**DATA LINES:**
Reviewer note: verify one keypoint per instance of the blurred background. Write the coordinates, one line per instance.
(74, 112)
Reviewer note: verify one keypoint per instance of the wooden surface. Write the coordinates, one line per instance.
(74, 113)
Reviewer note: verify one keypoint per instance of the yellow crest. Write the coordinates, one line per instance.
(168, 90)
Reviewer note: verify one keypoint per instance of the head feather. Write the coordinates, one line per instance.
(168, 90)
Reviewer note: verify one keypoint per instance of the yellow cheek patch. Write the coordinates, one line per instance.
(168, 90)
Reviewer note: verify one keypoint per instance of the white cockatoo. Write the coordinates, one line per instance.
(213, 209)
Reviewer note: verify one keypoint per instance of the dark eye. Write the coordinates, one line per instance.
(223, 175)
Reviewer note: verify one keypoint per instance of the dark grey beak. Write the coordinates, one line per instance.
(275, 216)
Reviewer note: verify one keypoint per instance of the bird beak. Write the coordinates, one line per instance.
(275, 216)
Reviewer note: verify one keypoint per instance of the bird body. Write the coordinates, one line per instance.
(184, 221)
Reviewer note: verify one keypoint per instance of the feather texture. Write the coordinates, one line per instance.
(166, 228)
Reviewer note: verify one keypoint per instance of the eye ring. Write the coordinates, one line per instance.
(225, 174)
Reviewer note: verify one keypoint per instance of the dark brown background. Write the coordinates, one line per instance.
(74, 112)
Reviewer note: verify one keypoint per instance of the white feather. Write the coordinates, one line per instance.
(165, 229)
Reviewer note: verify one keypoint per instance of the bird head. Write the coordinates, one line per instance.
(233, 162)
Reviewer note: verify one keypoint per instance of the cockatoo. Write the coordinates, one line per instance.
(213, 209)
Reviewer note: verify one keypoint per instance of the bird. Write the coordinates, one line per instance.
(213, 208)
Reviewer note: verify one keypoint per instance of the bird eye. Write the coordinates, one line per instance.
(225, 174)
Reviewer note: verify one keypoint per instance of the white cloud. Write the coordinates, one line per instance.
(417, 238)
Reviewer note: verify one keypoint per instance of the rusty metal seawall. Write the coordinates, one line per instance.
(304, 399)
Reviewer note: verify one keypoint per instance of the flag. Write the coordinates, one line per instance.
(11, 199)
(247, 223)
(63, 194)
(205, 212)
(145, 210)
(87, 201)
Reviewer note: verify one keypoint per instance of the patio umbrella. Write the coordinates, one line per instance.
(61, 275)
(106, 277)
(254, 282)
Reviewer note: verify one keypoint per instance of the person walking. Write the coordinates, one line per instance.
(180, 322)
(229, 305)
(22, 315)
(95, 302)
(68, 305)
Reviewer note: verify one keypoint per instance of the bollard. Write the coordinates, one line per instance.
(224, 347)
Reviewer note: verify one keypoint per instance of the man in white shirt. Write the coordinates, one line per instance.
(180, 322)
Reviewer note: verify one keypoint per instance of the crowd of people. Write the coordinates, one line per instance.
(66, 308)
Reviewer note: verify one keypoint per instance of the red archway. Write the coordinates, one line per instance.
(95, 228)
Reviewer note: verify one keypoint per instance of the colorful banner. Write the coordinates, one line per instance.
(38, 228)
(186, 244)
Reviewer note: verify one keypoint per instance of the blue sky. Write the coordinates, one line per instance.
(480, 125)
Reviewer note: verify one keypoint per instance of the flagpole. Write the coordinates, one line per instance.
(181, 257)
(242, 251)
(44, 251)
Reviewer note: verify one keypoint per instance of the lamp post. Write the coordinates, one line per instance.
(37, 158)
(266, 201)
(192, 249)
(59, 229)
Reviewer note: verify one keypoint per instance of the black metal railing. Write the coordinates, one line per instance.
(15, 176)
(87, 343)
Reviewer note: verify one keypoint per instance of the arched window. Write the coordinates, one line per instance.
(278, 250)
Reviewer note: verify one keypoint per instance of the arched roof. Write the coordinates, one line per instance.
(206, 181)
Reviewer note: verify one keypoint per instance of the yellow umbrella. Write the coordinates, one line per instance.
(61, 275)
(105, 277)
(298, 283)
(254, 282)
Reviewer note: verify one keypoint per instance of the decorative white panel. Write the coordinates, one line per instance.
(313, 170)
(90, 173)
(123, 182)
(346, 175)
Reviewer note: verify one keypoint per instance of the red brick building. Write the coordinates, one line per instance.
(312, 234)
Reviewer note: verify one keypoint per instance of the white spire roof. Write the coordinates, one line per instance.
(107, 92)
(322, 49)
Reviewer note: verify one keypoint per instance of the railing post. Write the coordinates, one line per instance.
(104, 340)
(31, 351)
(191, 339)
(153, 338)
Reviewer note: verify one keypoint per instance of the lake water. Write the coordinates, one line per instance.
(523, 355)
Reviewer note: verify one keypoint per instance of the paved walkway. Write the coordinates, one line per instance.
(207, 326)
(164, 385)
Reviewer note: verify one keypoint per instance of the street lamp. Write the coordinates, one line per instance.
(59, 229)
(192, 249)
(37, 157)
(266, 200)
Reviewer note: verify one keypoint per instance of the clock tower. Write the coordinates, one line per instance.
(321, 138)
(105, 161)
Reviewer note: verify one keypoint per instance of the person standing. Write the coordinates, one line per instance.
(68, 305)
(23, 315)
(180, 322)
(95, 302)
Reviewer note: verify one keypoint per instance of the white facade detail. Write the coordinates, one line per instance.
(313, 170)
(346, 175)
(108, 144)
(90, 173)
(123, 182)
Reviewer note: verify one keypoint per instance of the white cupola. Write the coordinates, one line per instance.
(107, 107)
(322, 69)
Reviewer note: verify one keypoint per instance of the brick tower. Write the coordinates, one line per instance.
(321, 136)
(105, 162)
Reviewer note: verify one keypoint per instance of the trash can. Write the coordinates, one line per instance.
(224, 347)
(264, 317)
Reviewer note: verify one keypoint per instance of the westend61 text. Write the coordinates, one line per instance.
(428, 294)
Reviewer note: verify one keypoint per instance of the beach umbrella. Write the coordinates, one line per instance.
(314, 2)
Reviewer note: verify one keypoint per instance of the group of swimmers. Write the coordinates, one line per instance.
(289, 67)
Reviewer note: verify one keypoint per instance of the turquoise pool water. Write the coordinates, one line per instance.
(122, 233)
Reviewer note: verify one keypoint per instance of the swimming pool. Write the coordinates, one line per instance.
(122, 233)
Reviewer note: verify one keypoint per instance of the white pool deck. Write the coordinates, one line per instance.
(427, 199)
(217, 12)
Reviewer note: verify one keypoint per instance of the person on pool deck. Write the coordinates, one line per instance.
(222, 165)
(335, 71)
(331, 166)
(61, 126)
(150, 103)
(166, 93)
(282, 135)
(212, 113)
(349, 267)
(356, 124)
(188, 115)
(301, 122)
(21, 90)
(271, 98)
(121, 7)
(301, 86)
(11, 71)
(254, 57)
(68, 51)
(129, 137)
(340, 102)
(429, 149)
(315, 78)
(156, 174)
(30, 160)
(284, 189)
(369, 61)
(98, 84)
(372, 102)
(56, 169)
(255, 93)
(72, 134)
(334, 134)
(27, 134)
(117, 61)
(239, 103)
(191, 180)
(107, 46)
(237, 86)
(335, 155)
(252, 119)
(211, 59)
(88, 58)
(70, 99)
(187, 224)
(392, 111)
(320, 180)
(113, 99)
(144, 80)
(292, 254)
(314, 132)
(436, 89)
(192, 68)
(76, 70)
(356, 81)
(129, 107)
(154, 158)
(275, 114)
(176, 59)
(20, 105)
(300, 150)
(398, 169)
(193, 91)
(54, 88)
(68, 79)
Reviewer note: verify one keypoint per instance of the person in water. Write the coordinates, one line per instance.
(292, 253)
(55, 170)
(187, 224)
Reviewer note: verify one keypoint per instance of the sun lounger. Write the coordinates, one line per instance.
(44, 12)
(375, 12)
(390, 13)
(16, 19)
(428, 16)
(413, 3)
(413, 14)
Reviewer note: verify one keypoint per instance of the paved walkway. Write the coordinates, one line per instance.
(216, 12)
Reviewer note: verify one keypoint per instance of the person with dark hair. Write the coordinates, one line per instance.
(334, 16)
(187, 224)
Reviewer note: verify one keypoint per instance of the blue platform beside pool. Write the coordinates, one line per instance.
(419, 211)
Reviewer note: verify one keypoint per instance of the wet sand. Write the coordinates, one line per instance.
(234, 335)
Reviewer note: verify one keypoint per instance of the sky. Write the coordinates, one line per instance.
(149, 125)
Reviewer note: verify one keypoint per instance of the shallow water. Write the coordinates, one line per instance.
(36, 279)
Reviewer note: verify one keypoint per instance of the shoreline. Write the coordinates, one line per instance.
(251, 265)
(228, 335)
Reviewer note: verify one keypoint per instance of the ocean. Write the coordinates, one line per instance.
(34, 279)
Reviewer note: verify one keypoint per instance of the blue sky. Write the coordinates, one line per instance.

**WHAT NEEDS TO BE DONE:**
Return exactly the lines from the line bearing "hair. Write the coordinates, one line per instance." to the end of the records, inclusive of both; include no other lines.

**TASK ANSWER:**
Reviewer note: verify one keypoint per instance of the person with dark hair. Write the coordinates, one line per instance.
(334, 16)
(187, 224)
Reviewer note: verify one keypoint per instance of the blue platform beside pool. Write the coordinates, one line per instance.
(419, 211)
Reviewer note: verify one keypoint per instance of the wet sand. Write the coordinates, one line per instance.
(234, 335)
Reviewer note: verify one keypoint per instance of the sky. Write the coordinates, one line per instance.
(149, 125)
Reviewer note: verify one keypoint per instance of the shallow water. Write the coordinates, one line per instance.
(36, 279)
Reviewer note: verify one keypoint per instance of the shoreline. Write the coordinates, one line per instance.
(251, 265)
(228, 335)
Reviewer note: verify one keypoint per instance of the ocean. Write the coordinates, one line per instance.
(34, 279)
Reviewer note: verify one keypoint per instance of the blue sky. Write the coordinates, one line per instance.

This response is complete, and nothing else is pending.